Hoarding is a relatively common complication of frontotemporal dementia, also known as FTD. Not everyone who is a hoarder has frontotemporal dementia, but between 30 and 40 percent of people who have frontotemporal dementia are hoarders. People with this unfortunate condition accumulate material objects in a misguided effort to be self-sufficient in the face of any circumstance. Hundreds, thousands, and even tens of thousands of unopened packages of food, clothing, and household items accumulate and fill the living space. Dirt, dust, insects, and vermin also accumulate and fill the living space.

Hoarding has been recognized at least since the fourth century BCE. In addition to his famously carrying around a lamp to find an honest man, the Greek philosopher Diogenes also shunned traditional housing. For a while he lived in a barrel. To establish his independence from his peers and to promote his ideals of “freedom from emotion,” “life according to nature,” and “lack of shame,” Diogenes also hoarded the minimal possessions he needed to live. 

Hoarding has also appeared in literature for centuries. Convincing descriptions of hoarding appear in Nikolai Gogol's novel, Dead Souls. People in English-speaking countries usually read the story of Miss Havisham from Dickens' Great Expectations. Most people knew the psychological catastrophe concomitant with hoarding that psychiatric researchers later labeled senile breakdown, self-neglect, social withdrawal of the elderly, messy house syndrome, and (literally translated from German) "the messies". You can even watch a series about hoarding and recovery on The Learning Channel.

But what is different about hoarding in dementia?

Who are the hoarders?

About 70 percent of hoarders are over the age of 65. Most hoarders live alone, although sometimes hoarders are married couples, a phenomenon psychiatrists may label Diogenes a deux. Hoarding behaviors tend to set in after an elderly person loses a caretaker. The form of dementia most commonly associated with hoarding is frontotemporal dementia, although it also occurs in Alzheimer's and Parkinsonian dementia. In other cases, hoarding seems to occur as tendencies toward paranoia or schizophrenia are unmasked by old age or traumatic loss of social support. Loss of "executive function," reasoning ability, is common in most people who are hoarders,

Hoarders generally are capable of making some kinds of decisions but not others.  This is more common in frontotemporal and multiple infarct dementias than in other major neurocognitive disorders.They usually retain significant decision-making power even as their dementia progresses. Their competence may fluctuate, so it is challenging to get a court order to take over their affairs. But hoarding is more than an eccentric lifestyle taken to an extreme.

What can you do to help a hoarder?

Sometimes the missing link in an effective effort to get hoarding under control is nutritional. Hoarders tend to have poor diets. They may become sufficiently deficient in key nutrients like folate that they develop some symptoms of Wernicke-Korsakoff syndrome. Even if you can't get a hoarder to clean up the house, you usually can get them to share a meal with you. Feed them nutritious food regularly.
□ □ □
Reproduce the passage on hoarding from "Hoarding is a" to "also accumulate and fill the living space.", swapping "living space" for "home".

Recorded data:
□ □ □
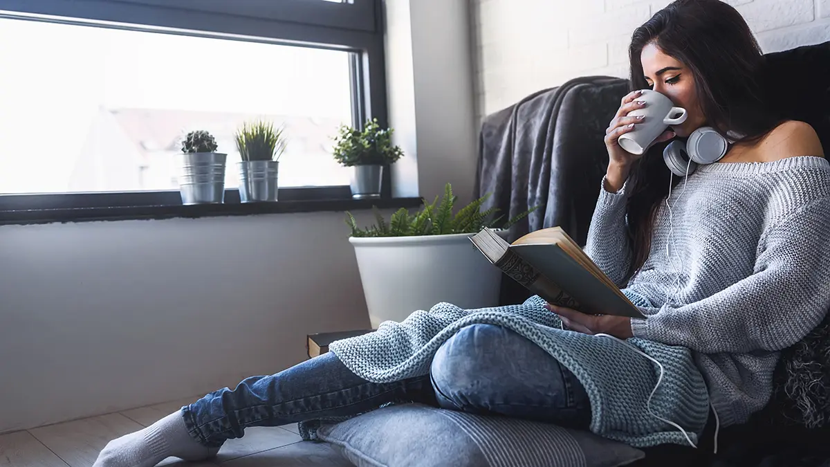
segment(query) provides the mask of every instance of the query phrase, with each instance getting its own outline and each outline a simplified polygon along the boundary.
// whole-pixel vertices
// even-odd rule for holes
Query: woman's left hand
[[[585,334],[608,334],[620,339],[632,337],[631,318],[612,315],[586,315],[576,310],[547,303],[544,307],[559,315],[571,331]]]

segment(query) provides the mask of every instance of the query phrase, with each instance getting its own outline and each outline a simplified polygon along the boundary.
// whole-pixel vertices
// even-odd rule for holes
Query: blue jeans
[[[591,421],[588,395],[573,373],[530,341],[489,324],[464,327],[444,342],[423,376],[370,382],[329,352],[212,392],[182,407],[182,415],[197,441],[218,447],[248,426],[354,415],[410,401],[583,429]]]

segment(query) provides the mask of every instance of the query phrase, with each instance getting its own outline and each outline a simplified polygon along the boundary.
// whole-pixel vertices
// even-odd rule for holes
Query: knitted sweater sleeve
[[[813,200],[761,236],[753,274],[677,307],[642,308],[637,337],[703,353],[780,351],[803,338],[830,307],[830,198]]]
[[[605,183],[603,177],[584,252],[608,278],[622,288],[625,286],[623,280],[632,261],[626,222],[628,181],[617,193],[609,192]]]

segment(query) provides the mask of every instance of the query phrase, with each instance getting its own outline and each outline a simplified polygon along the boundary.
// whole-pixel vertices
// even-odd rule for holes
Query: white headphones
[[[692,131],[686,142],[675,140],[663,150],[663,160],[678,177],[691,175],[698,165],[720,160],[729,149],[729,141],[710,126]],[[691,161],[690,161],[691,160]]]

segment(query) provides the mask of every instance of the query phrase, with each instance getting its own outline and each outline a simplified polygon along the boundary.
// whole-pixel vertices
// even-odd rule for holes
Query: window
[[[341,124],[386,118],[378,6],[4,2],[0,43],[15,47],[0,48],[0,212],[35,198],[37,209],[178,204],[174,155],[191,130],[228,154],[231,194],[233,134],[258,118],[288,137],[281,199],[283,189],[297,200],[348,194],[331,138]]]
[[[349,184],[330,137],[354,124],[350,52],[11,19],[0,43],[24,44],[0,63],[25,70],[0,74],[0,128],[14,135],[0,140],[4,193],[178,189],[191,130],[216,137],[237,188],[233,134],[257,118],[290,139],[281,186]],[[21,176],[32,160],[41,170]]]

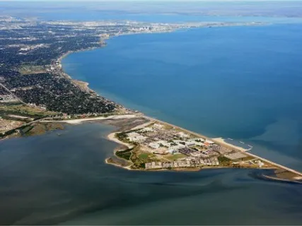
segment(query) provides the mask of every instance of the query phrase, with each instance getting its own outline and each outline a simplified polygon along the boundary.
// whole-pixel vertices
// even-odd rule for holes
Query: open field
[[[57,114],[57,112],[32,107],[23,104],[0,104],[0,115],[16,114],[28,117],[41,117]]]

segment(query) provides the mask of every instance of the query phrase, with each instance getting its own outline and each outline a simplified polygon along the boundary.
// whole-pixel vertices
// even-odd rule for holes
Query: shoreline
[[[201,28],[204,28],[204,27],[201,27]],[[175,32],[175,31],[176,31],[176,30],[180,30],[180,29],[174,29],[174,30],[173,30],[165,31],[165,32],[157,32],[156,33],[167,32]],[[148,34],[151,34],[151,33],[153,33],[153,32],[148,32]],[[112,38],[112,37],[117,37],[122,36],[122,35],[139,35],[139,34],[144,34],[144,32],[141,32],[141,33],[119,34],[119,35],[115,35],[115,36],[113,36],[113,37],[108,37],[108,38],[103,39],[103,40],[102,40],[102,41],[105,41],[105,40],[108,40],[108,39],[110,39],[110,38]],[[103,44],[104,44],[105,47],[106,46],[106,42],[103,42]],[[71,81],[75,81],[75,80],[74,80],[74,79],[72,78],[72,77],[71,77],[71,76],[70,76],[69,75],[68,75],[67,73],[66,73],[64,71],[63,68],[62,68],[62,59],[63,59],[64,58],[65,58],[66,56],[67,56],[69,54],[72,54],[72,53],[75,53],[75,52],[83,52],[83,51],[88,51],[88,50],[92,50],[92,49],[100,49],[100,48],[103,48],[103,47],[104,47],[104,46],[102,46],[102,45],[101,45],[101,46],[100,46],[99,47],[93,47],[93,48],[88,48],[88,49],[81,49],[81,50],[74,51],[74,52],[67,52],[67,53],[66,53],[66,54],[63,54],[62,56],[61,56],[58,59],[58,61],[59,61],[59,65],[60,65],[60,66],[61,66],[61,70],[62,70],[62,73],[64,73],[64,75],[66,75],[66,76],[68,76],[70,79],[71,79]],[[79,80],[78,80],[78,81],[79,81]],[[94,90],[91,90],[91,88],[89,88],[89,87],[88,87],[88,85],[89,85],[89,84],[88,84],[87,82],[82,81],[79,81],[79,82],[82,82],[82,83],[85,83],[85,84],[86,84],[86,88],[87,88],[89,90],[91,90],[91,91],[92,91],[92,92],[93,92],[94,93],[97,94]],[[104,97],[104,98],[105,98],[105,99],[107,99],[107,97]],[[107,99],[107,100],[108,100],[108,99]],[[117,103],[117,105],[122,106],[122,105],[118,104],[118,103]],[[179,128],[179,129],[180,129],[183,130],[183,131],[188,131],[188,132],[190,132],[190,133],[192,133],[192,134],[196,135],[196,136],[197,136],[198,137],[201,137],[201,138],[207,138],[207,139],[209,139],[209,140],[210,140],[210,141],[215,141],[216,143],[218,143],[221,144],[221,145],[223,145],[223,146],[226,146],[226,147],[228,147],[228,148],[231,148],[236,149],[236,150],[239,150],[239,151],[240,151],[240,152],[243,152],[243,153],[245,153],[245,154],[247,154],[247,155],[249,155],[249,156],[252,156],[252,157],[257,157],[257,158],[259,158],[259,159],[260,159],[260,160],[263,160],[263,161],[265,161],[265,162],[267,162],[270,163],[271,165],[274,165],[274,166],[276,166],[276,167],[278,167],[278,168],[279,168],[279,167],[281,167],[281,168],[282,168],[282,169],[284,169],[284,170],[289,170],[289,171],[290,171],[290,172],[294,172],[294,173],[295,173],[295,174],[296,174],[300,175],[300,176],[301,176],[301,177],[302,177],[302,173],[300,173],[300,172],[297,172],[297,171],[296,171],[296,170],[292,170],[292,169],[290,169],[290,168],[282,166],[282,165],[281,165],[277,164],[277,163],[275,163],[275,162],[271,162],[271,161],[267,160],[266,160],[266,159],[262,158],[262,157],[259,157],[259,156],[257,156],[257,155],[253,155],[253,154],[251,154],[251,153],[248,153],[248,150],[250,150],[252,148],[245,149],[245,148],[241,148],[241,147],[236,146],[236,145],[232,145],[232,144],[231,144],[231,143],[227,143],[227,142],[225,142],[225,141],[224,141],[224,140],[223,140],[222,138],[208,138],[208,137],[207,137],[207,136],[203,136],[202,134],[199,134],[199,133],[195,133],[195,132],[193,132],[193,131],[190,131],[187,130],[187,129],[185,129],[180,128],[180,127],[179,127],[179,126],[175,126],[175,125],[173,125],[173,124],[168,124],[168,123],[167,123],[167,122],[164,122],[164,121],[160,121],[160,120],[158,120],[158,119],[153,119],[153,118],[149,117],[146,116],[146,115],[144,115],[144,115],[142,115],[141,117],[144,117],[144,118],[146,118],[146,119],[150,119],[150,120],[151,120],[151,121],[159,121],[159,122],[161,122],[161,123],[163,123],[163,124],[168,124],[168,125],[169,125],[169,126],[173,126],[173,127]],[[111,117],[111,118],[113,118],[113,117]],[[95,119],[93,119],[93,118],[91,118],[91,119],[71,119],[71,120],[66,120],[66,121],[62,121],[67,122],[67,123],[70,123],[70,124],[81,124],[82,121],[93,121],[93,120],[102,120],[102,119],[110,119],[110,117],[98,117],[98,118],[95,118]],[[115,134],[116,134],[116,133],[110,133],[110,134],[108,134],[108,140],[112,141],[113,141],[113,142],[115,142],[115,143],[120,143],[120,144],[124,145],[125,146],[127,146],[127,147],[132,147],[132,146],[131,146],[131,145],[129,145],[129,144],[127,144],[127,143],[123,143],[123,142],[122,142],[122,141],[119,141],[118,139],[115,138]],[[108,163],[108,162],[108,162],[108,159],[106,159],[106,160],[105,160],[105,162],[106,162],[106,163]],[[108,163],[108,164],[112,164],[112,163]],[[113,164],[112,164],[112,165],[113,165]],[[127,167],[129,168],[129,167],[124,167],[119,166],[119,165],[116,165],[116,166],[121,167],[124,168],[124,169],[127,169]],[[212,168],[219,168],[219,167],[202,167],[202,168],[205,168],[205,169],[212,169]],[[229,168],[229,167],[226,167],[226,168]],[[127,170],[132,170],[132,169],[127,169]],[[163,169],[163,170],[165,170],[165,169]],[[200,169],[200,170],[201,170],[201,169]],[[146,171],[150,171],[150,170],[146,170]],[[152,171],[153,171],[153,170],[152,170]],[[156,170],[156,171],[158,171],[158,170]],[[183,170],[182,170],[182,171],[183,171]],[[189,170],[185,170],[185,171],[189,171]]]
□ □ □
COMPLETED TASK:
Hoarding is a relatively common complication of frontotemporal dementia, also known as FTD. Not everyone who is a hoarder has frontotemporal dementia, but between 30 and 40 percent of people who have frontotemporal dementia are hoarders. People with this unfortunate condition accumulate material objects in a misguided effort to be self-sufficient in the face of any circumstance. Hundreds, thousands, and even tens of thousands of unopened packages of food, clothing, and household items accumulate and fill the home. Dirt, dust, insects, and vermin also accumulate and fill the home.